# [DATA]
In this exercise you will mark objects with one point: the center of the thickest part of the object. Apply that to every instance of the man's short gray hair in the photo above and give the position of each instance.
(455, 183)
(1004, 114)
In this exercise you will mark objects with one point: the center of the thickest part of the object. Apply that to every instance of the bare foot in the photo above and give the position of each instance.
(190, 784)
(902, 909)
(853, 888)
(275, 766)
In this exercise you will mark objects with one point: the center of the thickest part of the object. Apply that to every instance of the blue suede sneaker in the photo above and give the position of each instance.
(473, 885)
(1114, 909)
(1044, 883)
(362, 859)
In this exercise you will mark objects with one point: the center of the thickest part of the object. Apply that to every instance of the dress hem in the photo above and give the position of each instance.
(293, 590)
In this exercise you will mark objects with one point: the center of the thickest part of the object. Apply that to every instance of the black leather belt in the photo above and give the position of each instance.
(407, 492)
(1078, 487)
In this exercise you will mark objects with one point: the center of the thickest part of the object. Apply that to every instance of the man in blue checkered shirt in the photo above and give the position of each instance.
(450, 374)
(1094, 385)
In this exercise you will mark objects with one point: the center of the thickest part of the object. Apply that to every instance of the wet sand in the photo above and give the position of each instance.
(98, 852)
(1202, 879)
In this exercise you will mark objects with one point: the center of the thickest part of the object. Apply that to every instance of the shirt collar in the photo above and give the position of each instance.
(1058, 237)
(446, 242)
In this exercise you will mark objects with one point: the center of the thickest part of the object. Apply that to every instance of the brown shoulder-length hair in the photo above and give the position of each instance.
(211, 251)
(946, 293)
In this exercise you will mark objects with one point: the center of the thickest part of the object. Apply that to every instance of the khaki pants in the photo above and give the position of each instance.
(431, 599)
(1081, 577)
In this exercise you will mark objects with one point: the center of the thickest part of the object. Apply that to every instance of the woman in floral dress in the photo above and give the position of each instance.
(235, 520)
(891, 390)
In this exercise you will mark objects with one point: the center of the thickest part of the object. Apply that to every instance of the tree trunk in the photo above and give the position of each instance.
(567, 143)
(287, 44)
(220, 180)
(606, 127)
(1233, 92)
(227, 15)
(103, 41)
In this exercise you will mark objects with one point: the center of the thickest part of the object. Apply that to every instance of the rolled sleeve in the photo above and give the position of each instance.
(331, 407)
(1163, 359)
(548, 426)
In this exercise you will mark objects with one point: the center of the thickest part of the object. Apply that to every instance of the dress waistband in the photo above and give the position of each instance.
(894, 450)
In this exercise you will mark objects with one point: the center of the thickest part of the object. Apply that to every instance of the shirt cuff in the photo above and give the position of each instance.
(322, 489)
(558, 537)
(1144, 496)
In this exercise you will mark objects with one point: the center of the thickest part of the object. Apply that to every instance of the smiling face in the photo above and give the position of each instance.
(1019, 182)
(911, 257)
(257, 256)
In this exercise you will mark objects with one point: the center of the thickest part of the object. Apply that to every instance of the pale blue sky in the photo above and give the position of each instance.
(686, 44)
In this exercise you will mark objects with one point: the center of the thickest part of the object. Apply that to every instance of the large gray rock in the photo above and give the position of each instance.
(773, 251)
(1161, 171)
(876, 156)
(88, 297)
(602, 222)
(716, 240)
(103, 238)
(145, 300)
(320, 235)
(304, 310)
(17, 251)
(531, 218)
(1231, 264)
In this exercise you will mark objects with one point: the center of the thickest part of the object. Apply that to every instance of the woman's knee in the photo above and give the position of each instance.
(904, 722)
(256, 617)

# [EXERCISE DETAILS]
Please repeat every line, starting with the line that contains "of the rolled" and going on through the last line, and scale each point coordinate by 0.45, rounding to whole numbers with halves rounded up. Copy the lines that hold no coordinates unchanged.

# [TASK SOLUTION]
In this exercise you will mark objects with one point: the center of the thickest part of the object. Apply that to every instance of the rolled sleeve in the photo above and give the position of each instance.
(149, 183)
(523, 162)
(247, 192)
In this exercise you will mark objects with one point: the center of the thickest part of the object. Apply that to every instance of the dress waistband in the photo above and give the position of each instance.
(402, 203)
In this exercise you will mark objects with one point: the center of the thickest part of the object. Apply that to every instance of the shirt cuff in the photo above and give the position of each instance.
(145, 220)
(251, 242)
(515, 223)
In this exercise you will mark objects with one point: the center of the thickest part of the object. Apply that to every instance of the smiling face in the photo above and give the position of each instance.
(459, 82)
(410, 116)
(116, 115)
In this exercise you will mark objects with one point: the center of the thickest part of the object. Apply that to every instance of the pale blue sky in the photo above and give the position of each instance.
(309, 20)
In this exercise you will mark objects with one point: the center of the thickest part of the object. Apply that to every instance of the large gray rock in the photo above and give the position of each instance.
(348, 113)
(522, 77)
(394, 70)
(40, 134)
(271, 100)
(322, 108)
(46, 107)
(65, 135)
(144, 106)
(137, 140)
(8, 113)
(239, 98)
(554, 119)
In this exercise you will mark objects with one point: the center of the thickest part of the object. Apply that to every instance of the woman's knee in the photo above and give the position of each instance.
(407, 325)
(115, 278)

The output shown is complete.